- REQUEST A
Which years does the midterm exam data in the statistics text come from?

- TEXT TO READ
----------

Not surprisingly, there is a strong correlation between a student’s grades on different midterm exams. Here is data from my sections of statistics from 2013-2015.
exams <- read.csv('http://people.hsc.edu/faculty-staff/blins/StatsExamples/midtermRegressionS13_F15.csv')
# First six rows
head(exams)
## Midterm1 Midterm2
## 1 52 54
## 2 70 73
## 3 86 89
## 4 73 62
## 5 92 85
## 6 47 72
# Number of rows and columns
dim(exams)
## [1] 180 2
# Midterm averages
apply(exams, MARGIN = 2, FUN = mean) # Applies the function mean() to the columns. MARGIN = 1 would apply the function to the rows instead.
## Midterm1 Midterm2
## 76.77778 74.16667
# Standard deviations
apply(exams, MARGIN = 2, FUN = sd)
## Midterm1 Midterm2
## 14.51855 13.81017
It is very easy to make scatterplots in R.

----------

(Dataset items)
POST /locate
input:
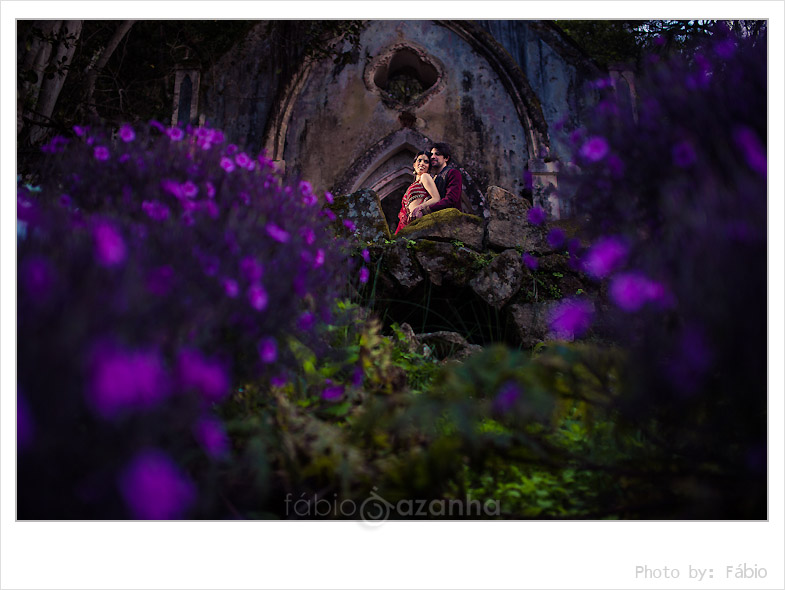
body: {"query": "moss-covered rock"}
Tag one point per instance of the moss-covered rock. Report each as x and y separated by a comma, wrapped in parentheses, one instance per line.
(445, 226)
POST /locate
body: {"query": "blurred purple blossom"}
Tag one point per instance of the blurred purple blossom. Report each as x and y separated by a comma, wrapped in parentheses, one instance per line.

----------

- REQUEST B
Rewrite the lines of the dataset items above as a numbered list, skipping any blank lines and leaving the pictures out.

- FULL RESPONSE A
2013-2015

- FULL RESPONSE B
1. POST /locate
2. input:
3. body: {"query": "moss-covered rock"}
4. Tag one point per instance of the moss-covered rock. Report each as x and y separated by a comma, wrapped in parentheses, one instance per line.
5. (445, 226)
6. POST /locate
7. body: {"query": "blurred purple blossom"}
8. Tag one point per instance of the blurred purple blossom. Report each as x and y separated by a comma, wrapped in parentheses, one instance per line.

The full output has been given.